INPUT RECORDS:

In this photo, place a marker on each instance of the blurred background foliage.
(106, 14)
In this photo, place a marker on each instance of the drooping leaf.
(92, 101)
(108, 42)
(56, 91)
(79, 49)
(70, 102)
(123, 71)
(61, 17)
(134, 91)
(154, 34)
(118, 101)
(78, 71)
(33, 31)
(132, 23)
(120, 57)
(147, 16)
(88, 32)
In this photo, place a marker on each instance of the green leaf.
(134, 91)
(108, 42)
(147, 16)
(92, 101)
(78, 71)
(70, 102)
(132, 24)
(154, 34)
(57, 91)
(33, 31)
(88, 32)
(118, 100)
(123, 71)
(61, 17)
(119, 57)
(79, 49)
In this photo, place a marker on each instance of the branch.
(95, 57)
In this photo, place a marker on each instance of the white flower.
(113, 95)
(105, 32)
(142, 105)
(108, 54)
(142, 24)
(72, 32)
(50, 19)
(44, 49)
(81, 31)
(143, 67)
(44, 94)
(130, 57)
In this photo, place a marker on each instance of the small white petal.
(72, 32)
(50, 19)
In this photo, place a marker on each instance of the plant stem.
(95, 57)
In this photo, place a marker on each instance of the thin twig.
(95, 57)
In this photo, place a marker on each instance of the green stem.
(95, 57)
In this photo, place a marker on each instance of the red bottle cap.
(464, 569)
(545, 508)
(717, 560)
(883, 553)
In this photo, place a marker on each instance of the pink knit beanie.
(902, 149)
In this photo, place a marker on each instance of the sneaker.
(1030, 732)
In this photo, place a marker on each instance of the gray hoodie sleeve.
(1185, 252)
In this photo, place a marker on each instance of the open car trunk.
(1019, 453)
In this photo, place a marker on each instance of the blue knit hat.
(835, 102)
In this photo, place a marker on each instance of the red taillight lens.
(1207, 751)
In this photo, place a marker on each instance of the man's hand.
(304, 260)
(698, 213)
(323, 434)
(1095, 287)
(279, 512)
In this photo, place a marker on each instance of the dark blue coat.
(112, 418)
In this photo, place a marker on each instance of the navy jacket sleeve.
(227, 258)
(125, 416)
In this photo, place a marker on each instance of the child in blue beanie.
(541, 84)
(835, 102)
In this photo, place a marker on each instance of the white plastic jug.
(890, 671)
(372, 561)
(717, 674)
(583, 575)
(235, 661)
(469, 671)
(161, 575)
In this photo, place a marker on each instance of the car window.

DIRECTIONS FOR THIS TASK: Starting at the line that contains "white plastic jug." and ending at the last line of the records, arrange those lines as a Markdown table with a Row column holding the row number and a Line column holding the line itself. Leave out any blank lines.

FULL RESPONSE:
| Row | Line |
|---|---|
| 1 | In this photo, place a marker on each instance of the white plastic jug. |
| 2 | (890, 671) |
| 3 | (372, 561) |
| 4 | (717, 674) |
| 5 | (583, 575) |
| 6 | (235, 661) |
| 7 | (469, 671) |
| 8 | (161, 575) |
| 9 | In this photo, place a marker on each instance of the car window. |